Will you transcribe the entries that follow, exactly and in full?
════
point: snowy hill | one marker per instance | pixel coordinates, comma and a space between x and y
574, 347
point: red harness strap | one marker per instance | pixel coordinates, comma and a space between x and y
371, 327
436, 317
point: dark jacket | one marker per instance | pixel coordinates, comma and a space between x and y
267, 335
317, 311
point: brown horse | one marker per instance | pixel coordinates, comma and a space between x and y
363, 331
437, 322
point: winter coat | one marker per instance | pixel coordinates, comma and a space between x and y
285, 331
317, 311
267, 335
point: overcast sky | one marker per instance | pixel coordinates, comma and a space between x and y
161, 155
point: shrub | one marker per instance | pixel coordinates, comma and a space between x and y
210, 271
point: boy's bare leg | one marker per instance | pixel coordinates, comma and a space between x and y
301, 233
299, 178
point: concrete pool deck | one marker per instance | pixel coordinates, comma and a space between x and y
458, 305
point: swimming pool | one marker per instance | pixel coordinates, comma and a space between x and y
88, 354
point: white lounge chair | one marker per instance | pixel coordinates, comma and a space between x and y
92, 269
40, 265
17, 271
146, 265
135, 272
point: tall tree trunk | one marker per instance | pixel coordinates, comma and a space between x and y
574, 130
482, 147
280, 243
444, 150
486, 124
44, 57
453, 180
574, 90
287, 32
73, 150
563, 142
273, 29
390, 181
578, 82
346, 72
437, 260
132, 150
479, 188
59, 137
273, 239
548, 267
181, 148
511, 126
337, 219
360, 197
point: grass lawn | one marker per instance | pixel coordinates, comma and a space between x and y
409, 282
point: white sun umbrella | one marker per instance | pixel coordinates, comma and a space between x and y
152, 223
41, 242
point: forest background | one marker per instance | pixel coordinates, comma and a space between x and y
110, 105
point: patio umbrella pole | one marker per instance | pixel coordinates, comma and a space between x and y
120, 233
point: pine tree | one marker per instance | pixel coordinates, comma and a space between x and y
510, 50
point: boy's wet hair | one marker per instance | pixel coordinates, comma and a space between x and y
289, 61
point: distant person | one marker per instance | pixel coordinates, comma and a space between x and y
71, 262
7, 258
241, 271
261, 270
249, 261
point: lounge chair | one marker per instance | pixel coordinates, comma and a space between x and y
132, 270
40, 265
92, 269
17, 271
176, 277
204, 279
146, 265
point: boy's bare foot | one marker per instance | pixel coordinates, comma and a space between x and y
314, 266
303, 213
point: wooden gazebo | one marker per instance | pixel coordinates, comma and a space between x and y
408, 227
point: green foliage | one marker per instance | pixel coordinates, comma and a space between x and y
════
> [ANSWER TO THIS PROBLEM]
point: snowy hill | one marker per instance | pixel coordinates, comma and a space between x and y
574, 347
point: red harness strap | one marker per instance | pixel coordinates, comma and a space between x and y
371, 327
436, 317
point: dark jacket | one marker per instance | pixel coordinates, comma and a space between x and y
267, 335
317, 311
point: brown horse | one marker per instance | pixel coordinates, comma and a space between x and y
363, 331
437, 322
point: winter coat | one marker per instance | pixel coordinates, comma and a space between x and y
285, 331
317, 311
267, 335
point: overcast sky | one marker per instance | pixel coordinates, comma and a space between x and y
161, 155
point: shrub | one marker per instance | pixel coordinates, comma and a space between x and y
210, 271
point: boy's bare leg | one marker per instance | pixel coordinates, comma and a space between x and y
301, 233
299, 178
point: concrete pool deck | one marker per instance | pixel coordinates, comma and a space between x and y
458, 305
point: swimming pool | one marker per instance | pixel coordinates, comma and a space between x and y
88, 354
point: white lounge chair | one marker per instance | pixel coordinates, comma and a space between x and y
92, 269
40, 265
17, 271
146, 265
135, 272
point: tall tree trunk | one marker per instance | pixel coordinates, comma and a space between x and y
574, 130
482, 147
280, 243
444, 150
486, 124
44, 57
453, 180
574, 90
287, 32
73, 150
563, 142
273, 29
390, 181
578, 82
346, 72
437, 260
132, 150
479, 188
59, 137
273, 239
548, 267
181, 148
511, 126
337, 219
360, 197
point: grass lawn | one marker per instance | pixel coordinates, comma and a space between x and y
409, 282
point: white sun umbrella | one marker per instance | pixel coordinates, comma and a space between x and y
152, 223
41, 242
point: forest background | one marker per instance | pixel coordinates, comma and a space between x and y
110, 105
point: patio umbrella pole | one marker per instance | pixel coordinates, comma and a space between x and y
120, 233
point: pine tree | one marker per instance | pixel coordinates, comma and a space between x and y
510, 50
point: boy's wet hair | one marker per instance | pixel coordinates, comma and a space between x and y
289, 61
point: distant person | one marker per instance | pixel coordinates, comma and a space between x and y
71, 262
7, 258
241, 271
261, 270
249, 261
point: lounge chair | one marker per instance | pixel coordinates, comma and a space between x and y
132, 270
40, 265
92, 269
17, 271
176, 277
204, 279
146, 265
point: boy's bare foot | one marker per instance | pixel coordinates, comma and a space between x and y
314, 266
303, 213
point: wooden gazebo | one marker per instance | pixel coordinates, comma and a space between x and y
408, 227
point: green foliage | one marker per instance | pixel coordinates, comma and a space between x and y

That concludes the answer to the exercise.